Set task A: In the Montessori interview below, rewrite the paragraph beginning "However, it's important to grasp" in fewer words, keeping its main facts.
Set task B: From the Montessori interview below, copy the passage between "However, it’s important" and "in the world.", inclusive, with no changes.

Quoted text:
....
And last, a Montessori classroom requires a properly trained teacher. It can’t be any random person coming in and teaching the children. The teacher must know the proper way to guide children in a prepared environment. The training I had through AMI [Association Montessori Internationale is the organization Montessori herself founded] was a year of intensive study and practice of Montessori’s principles and methods.

Biddle: What are the main benefits for children of a Montessori education? What do they gain from being self-directed in such an environment?

McCarthy: The main thing, ultimately, is independence, and Montessori talks about this throughout her writings. One of my favorite quotes from her about the teacher’s role sums it up nicely. She wrote, “[T]he greatest sign of success for a teacher . . . is to be able to say, ‘The children are now working as if I did not exist.’” The children in a well-run Montessori classroom are working and learning largely on their own. Of course, the teacher gives initial lessons on a material or activity, and she is there for aid, but the children generally go about their schoolwork independently. And they love it. Children love to be independent.

If you think about the classic example of the mama bird pushing the baby bird out of the nest, the ultimate goal is for the baby bird to be able to fly off—to be independent. That is the goal of a Montessori education.

However, it’s important to grasp the true meaning of independence. Some people, especially in pockets of the unschooling movement, take independence to mean “doing whatever I want, whenever I want.” But that is not what Montessori means by independence. In her view, independence involves three crucial values. First, is competence. The independent child knows what he knows, he knows how to learn things on his own, and he can act on that knowledge in the world.

The second thing is confidence, but it’s an earned confidence. In Montessori, self-esteem is very important, but it’s earned self-esteem. It is not as if the teacher tells a child, “Oh, Johnny, you can do whatever you put your mind to,” and that’s the source of his self-esteem. No. Real self-esteem, the self-esteem that children gain in a properly run Montessori classroom, is understanding that they can achieve things because they have achieved things. And you can see that for yourself in your sewing example. Man, the pride in that! You can literally see it for yourself. “Wow, I did that!”

If you get that experience over and over, spanning years, in all different areas—learning to read, learning to care for yourself and your environment, and many other areas—a huge confidence comes with that. That beaming pride of “I did it!”

So, we have competence and confidence, and the third value is connection. Children in a Montessori environment learn how to get along with other children and adults, even if they don’t like the other children. This is not the hippie “let’s all hold hands and everybody love one another.” The principle here is that you have to have a baseline respect for the others around you so that you can work with them. This is where the mixed-age environment is an aid, because the younger children can see the older children acting with more maturity and restraint. And the older children develop the ability to figure out, “How do I act with this crazy, little kid? I can’t just go over and slap him. How do I deal with him?” It leads to a lot of healthy connections among the children and to the development of great conflict-resolution skills along the way.
....
Records:
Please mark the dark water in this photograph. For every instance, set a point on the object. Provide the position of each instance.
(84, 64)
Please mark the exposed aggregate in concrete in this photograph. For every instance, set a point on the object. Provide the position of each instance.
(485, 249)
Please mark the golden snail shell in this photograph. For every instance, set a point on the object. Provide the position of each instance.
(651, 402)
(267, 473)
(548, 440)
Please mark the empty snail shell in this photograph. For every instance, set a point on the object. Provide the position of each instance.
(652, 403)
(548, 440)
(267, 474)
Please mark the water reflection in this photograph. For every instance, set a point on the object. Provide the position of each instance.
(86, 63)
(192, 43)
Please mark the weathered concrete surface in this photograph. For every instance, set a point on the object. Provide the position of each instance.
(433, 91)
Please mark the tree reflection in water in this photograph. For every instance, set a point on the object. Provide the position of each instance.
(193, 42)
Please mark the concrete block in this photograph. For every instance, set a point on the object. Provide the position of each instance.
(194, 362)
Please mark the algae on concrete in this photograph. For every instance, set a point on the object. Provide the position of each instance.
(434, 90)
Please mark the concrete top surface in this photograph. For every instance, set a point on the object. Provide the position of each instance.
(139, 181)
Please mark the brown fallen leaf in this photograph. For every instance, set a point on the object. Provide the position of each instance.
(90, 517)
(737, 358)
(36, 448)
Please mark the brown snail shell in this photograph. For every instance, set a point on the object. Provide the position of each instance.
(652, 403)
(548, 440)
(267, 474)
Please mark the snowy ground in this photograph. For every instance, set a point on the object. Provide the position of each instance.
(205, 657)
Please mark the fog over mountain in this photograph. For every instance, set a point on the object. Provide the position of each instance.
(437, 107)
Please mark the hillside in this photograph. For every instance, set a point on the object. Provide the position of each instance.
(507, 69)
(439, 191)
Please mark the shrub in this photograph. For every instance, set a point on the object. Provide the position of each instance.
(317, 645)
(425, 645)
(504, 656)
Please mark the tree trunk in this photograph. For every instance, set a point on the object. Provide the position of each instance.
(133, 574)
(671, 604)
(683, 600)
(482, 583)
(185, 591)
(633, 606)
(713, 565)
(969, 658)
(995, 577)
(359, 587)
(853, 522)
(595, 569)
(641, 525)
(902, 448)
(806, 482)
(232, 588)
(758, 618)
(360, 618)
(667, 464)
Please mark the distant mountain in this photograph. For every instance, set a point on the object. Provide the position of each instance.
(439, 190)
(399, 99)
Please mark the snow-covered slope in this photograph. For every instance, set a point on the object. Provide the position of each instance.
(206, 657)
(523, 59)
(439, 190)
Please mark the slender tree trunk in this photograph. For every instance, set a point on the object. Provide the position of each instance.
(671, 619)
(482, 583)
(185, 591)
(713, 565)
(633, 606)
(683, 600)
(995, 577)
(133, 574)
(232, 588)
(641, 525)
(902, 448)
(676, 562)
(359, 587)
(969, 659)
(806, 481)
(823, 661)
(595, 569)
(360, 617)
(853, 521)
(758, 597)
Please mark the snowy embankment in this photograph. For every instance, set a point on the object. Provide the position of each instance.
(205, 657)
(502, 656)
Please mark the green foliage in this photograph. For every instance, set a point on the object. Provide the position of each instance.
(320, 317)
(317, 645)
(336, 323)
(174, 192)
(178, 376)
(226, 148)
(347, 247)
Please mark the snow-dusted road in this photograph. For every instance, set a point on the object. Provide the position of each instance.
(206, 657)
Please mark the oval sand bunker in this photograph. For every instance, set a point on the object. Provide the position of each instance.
....
Result A: Independence must be understood correctly. Some people, particularly in parts of the unschooling movement, read it as "doing whatever I want, whenever I want," but Montessori did not mean that. For her, independence rests on three key values. The first is competence: the independent child knows what he knows, can learn on his own, and can act on that knowledge in the world.

Result B:
However, it’s important to grasp the true meaning of independence. Some people, especially in pockets of the unschooling movement, take independence to mean “doing whatever I want, whenever I want.” But that is not what Montessori means by independence. In her view, independence involves three crucial values. First, is competence. The independent child knows what he knows, he knows how to learn things on his own, and he can act on that knowledge in the world.